Exercise inputs
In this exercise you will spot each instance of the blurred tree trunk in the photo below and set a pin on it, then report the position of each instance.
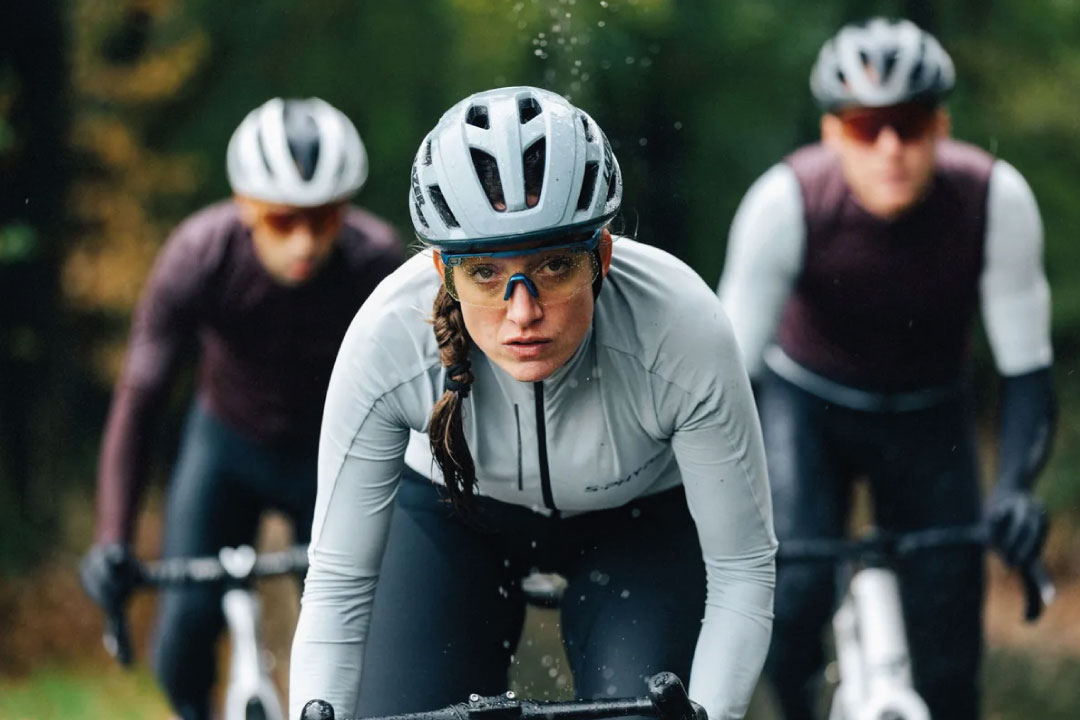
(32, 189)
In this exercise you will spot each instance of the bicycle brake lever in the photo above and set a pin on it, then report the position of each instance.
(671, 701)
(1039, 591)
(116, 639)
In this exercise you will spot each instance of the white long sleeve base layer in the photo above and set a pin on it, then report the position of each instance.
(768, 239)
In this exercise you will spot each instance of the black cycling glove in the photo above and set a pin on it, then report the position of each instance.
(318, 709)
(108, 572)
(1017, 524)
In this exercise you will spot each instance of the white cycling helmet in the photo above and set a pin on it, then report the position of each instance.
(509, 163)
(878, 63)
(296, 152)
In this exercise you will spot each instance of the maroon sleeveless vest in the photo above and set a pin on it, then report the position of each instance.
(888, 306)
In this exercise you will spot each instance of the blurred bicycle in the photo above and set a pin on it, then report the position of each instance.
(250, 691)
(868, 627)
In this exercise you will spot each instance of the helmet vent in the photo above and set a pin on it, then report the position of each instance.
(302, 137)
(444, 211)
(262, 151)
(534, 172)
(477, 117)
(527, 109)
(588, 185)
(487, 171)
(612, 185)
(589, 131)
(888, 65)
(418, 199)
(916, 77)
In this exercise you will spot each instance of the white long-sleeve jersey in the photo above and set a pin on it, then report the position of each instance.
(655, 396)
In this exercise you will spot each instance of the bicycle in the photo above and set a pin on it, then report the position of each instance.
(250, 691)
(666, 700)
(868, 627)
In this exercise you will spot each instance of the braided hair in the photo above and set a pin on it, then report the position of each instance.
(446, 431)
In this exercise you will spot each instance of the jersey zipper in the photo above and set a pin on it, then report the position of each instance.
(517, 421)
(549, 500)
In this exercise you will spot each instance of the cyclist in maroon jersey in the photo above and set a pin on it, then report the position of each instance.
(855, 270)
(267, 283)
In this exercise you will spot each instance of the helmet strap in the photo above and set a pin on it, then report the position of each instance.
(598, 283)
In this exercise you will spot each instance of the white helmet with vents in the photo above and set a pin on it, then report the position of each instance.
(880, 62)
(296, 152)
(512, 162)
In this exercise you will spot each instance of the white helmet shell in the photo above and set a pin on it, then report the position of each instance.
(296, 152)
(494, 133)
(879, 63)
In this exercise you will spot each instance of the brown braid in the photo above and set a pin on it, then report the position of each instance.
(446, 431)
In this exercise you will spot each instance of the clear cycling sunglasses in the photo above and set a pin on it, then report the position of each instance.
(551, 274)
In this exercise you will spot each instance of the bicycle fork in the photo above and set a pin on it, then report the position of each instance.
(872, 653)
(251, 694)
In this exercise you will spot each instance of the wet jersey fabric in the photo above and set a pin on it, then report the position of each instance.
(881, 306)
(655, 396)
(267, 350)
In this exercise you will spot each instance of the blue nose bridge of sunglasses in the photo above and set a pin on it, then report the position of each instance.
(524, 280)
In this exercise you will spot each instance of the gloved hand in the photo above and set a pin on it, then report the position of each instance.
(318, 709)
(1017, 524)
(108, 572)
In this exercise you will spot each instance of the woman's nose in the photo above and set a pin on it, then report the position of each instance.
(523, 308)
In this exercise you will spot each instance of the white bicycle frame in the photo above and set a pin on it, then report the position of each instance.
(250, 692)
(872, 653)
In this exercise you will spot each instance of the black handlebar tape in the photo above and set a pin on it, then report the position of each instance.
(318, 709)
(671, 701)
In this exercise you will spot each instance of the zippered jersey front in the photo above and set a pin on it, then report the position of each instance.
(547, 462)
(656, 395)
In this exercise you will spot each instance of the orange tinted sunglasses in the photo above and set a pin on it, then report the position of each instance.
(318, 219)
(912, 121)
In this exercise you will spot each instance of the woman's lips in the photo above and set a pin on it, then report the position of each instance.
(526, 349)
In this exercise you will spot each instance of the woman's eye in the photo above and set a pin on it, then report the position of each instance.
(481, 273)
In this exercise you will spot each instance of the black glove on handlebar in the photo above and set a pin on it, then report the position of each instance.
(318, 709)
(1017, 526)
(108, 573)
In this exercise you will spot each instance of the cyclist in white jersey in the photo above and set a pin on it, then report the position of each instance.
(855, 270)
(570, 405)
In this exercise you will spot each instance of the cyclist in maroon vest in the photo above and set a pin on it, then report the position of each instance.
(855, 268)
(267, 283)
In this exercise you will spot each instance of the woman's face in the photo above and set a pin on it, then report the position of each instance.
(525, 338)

Problem requirements
Write out every entry above again word for word, leaving out the pictures.

Output for this exercise
In this exercise you will spot each instance of the blurred tree trunk in the photo below and set a pin on it, then report the position of each instance.
(32, 189)
In this exercise you will spot each instance of the bicycle brake lever in the photo above and set a pin on it, then report the position of each instance.
(671, 701)
(1039, 591)
(116, 639)
In this exercise you will spot each instance of the white long sleeve base layer in the photo above and set a pin on it, then report the position of each instance.
(768, 239)
In this exercise you will spot each instance of the black cycling glove in the photo above and set a pin on it, then report the position of each instance.
(318, 709)
(108, 572)
(1017, 524)
In this exercise you will spot each instance of the white cycling helmet in the photo above and set a pin on it, then report the position of each instance.
(509, 163)
(878, 63)
(296, 152)
In this exercise you will spot each instance of the maroon sleeveless vest in the photo above and set a pin on it, then report the position of each instance.
(888, 306)
In this exercise you will spot each instance of the blurred bicycle in the photo above and set a pin on it, then report the position of each instance.
(250, 691)
(868, 627)
In this exercise you will spot each instance of the helmet vent in the photo above and set a pin on it, then report the position of each instance.
(302, 137)
(444, 211)
(262, 151)
(534, 172)
(477, 117)
(527, 109)
(588, 185)
(487, 171)
(612, 185)
(589, 131)
(888, 65)
(418, 199)
(916, 77)
In this exercise you will spot each instance of the white long-sleeve jersey in the photo above and set a pin on it, then report the position of each instance.
(655, 396)
In this exercise you will spot each instance of the bicycle in the photo above and set a pin on it, then report the position of each instance.
(250, 691)
(666, 700)
(868, 627)
In this exercise you will spot each instance of the braided hair in the photo above and set a pin on it, then report the position of each instance.
(446, 431)
In this exercise you will spot each instance of the jersey zipper in the photo above and set a pin on it, then report the position of each instance.
(517, 421)
(549, 500)
In this exercise you will spot each instance of the cyclist in maroon jersey in the photo above and set a pin on it, then report the position of each instance.
(855, 270)
(267, 283)
In this exercise you will spot each instance of the helmet strap in the photo above and set a pin on it, then report the position of each instance.
(598, 283)
In this exercise you will spot each instance of the white helmet with vents in the photo above and set a pin on it, then report the position of each instance.
(880, 62)
(296, 152)
(512, 162)
In this exercise you will spot each instance of the white helmet shell in the photo above and set a pin on it, then report the position of each instance.
(296, 152)
(494, 133)
(879, 63)
In this exercise you will spot each instance of the brown braid in the photo above and set a pin on it, then report the position of each instance.
(446, 431)
In this exercise you will spot each instance of the clear cycling sunglasses in the photo above and set a pin on it, then report the position of each instance.
(551, 274)
In this exercise you will spot each instance of the bicycle fork in the photo above and set a pin on it, then report the position of each instance.
(872, 653)
(251, 694)
In this exercise you will spot each instance of the wet jersey fabric in the photo above and set a pin on it, then report the position of each instance.
(881, 306)
(655, 396)
(267, 350)
In this exercise you will spot each instance of the blue nose bridge of sunglasses in the photo above and set a pin on it, then report the position of each instance.
(524, 280)
In this exercise you will spot each instance of the gloved hand in the photo above and set a pin on it, then report the position of each instance.
(318, 709)
(1017, 524)
(108, 572)
In this exercise you will spot each instance of the woman's nose in the photo above and set a pin on it, then report the position of each instance.
(523, 308)
In this exercise you will spot each instance of the white bicycle frame in the photo above and set a pin on it, then report the position of each instance.
(250, 692)
(872, 653)
In this exercise you will spot each instance of the black handlebar tape in the photo above and set a pin on it, then report the position of each instance.
(318, 709)
(671, 701)
In this exercise you will spot each instance of the zippered jersey front in the photo above and set a pin on it, then report the position of each instance.
(547, 462)
(656, 395)
In this exercise you will spot each instance of the orange tinted sunglasses in the photo above and set a pin on it, then report the position of each instance.
(318, 219)
(912, 121)
In this exercise you will spot each instance of the woman's lips in the photo above and set a pin on it, then report the position of each instance.
(526, 349)
In this exercise you will spot each instance of the woman's eye in the photo above and set a pin on it, then report the position of each instance.
(481, 273)
In this exercise you will spot each instance of the black glove on handlebar in the photo above and set a pin on it, then report the position of each instance.
(318, 709)
(1017, 526)
(108, 573)
In this exercise you will spot each instance of the cyclist in white jersey in the photo above and set a pin on it, then report the position of each instance.
(855, 270)
(570, 405)
In this exercise you will spot each instance of the cyclist in maroon vest in the photo above and set a pin on it, then report the position of each instance.
(855, 268)
(267, 283)
In this exercise you will spot each instance of the woman's face in the photo above and set a pin on it, then report the position of each instance.
(525, 338)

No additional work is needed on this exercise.